(Object pointing dataset rows)

* begin *

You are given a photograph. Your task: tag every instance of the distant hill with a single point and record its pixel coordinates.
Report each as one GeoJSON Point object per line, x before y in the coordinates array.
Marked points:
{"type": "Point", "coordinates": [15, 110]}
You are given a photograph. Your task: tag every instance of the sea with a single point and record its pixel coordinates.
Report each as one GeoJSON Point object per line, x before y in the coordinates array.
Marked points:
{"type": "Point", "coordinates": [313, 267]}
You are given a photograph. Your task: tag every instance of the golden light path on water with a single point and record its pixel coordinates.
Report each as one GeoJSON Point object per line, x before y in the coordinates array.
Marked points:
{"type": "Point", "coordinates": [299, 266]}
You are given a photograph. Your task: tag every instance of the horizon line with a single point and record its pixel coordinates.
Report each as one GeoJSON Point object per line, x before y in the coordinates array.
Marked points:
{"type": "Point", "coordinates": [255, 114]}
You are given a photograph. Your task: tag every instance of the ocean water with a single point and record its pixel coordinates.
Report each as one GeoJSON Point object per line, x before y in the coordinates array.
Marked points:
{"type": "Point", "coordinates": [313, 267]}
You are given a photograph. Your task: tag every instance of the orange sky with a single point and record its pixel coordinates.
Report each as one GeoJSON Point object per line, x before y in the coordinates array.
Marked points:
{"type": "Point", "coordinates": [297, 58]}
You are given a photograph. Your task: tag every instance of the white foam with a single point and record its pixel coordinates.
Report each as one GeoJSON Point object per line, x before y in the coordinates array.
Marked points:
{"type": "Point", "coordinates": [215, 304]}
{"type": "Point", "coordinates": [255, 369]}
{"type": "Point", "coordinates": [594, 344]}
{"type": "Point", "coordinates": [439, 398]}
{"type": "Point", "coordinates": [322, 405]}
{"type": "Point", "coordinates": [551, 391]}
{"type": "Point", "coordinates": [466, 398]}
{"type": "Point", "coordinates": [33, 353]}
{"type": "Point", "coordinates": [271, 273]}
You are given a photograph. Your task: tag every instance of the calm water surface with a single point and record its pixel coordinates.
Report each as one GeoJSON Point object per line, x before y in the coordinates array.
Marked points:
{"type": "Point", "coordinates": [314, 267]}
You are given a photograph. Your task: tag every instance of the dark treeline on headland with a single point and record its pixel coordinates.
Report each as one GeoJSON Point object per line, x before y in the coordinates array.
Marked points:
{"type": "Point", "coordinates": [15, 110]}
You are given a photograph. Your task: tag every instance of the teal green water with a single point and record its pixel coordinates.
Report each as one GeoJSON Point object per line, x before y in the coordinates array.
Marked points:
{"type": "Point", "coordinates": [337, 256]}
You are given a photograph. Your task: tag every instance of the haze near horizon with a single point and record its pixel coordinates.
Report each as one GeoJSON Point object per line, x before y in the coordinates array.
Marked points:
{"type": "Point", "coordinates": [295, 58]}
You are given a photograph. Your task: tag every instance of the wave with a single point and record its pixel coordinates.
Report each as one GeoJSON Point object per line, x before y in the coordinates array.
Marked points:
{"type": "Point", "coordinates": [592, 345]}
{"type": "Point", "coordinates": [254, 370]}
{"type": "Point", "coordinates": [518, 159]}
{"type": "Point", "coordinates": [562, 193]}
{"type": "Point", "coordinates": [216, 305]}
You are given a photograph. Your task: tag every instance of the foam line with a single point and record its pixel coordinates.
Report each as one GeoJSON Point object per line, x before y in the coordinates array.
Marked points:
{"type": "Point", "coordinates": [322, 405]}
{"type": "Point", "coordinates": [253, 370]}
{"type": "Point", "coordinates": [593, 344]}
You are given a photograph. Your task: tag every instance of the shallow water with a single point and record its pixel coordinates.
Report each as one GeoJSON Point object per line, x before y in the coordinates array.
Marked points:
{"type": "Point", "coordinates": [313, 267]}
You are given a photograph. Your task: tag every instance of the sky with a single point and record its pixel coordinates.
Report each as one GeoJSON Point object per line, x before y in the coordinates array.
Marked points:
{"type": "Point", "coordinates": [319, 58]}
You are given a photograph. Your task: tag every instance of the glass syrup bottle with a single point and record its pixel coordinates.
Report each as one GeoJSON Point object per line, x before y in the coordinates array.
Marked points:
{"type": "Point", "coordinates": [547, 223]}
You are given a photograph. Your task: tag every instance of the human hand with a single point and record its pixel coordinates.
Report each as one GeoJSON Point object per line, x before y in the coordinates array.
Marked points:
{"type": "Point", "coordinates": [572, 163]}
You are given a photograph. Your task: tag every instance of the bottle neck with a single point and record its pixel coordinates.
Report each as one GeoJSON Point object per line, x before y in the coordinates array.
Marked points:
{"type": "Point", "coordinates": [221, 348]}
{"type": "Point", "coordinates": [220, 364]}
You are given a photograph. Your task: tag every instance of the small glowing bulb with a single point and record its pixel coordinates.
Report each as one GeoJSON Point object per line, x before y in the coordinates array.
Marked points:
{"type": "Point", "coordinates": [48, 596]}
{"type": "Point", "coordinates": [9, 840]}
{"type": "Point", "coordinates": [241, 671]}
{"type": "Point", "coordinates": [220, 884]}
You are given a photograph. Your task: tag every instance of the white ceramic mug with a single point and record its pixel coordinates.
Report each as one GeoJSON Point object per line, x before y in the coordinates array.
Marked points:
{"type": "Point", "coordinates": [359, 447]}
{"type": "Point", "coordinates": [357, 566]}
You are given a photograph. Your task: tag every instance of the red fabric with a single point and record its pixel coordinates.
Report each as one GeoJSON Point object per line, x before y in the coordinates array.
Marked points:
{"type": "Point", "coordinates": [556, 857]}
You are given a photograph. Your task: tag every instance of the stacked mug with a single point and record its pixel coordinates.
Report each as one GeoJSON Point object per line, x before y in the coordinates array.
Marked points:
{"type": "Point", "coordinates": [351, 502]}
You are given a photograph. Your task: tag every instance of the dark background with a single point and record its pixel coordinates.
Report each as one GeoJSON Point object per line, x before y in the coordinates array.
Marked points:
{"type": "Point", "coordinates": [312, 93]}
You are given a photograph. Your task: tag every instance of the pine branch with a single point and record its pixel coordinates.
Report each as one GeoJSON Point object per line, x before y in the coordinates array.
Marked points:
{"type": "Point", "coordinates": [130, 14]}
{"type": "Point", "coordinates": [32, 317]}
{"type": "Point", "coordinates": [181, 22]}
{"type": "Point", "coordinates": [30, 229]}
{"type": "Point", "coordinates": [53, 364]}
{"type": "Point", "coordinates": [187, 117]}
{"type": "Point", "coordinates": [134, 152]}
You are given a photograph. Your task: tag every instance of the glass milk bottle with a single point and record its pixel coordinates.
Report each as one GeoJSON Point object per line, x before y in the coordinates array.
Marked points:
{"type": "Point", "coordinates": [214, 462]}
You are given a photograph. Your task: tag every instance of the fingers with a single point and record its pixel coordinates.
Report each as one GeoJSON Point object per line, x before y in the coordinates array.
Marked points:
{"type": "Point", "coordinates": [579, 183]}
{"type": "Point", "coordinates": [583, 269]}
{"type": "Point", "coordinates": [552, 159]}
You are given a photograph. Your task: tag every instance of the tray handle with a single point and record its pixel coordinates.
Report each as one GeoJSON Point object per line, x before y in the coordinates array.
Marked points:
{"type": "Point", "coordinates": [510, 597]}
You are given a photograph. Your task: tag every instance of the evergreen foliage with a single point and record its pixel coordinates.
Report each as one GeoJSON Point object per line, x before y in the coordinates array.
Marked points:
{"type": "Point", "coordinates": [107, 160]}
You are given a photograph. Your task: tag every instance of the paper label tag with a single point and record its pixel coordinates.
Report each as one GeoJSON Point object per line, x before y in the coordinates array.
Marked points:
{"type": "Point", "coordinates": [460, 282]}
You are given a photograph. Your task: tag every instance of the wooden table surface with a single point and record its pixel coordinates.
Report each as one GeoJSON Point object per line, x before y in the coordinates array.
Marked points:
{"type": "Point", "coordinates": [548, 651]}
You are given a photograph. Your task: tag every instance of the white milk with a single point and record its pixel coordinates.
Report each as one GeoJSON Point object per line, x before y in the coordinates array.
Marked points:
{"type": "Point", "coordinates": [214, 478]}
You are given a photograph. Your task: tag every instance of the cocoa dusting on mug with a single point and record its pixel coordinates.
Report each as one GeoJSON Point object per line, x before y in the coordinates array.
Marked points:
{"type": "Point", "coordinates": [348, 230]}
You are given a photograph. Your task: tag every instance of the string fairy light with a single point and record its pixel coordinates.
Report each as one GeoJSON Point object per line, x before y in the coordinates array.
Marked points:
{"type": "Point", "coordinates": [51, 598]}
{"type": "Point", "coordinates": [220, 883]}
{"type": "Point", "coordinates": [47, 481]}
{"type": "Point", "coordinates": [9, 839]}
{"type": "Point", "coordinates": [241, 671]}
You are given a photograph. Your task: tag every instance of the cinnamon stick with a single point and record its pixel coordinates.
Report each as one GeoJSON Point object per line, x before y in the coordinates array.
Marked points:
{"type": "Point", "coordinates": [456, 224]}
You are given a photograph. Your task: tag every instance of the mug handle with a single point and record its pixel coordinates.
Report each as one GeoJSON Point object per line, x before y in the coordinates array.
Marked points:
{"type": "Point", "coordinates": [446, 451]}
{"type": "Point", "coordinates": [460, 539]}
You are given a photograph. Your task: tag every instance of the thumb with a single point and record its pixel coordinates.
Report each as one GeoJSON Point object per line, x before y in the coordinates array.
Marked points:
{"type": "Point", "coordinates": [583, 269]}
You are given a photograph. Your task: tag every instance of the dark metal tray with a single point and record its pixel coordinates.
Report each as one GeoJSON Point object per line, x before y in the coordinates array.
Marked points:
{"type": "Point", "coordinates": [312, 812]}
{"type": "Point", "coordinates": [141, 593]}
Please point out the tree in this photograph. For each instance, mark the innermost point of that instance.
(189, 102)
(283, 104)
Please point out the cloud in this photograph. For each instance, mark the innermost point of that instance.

* end *

▶ _GIVEN INSTRUCTION_
Reproduce the lines of the listing starting with the line containing "of the cinnamon" and going on through the end of the listing, replacing "photograph" with "image" and leaving everything else unchanged.

▶ _EXERCISE SOLUTION_
You are given a image. Your task: tag every instance of the cinnamon stick with a single point and record its pixel coordinates.
Report each as one GeoJSON Point object per line, x before y in the coordinates array.
Marked points:
{"type": "Point", "coordinates": [456, 224]}
You are given a image. Your task: tag every instance of the mug handle with a single point and record its pixel coordinates.
Report each as one GeoJSON Point object per line, x before y in the coordinates array.
Marked points:
{"type": "Point", "coordinates": [446, 451]}
{"type": "Point", "coordinates": [460, 539]}
You are given a image. Your task: tag every instance of the thumb with a single point and record its pixel coordinates.
Report each as one GeoJSON Point object per line, x before y in the coordinates array.
Marked points:
{"type": "Point", "coordinates": [583, 269]}
You are given a image. Your task: tag every instance of the dark metal tray with a single point and record its pixel coordinates.
Report each as one GeoJSON Point object per line, x before y in the coordinates array.
Marked points:
{"type": "Point", "coordinates": [312, 812]}
{"type": "Point", "coordinates": [141, 593]}
Please point out the tree in this image. For each instance, mark the innermost point of that instance.
(189, 102)
(283, 104)
Please point out the cloud in this image. For each instance, mark the innermost point of that instance.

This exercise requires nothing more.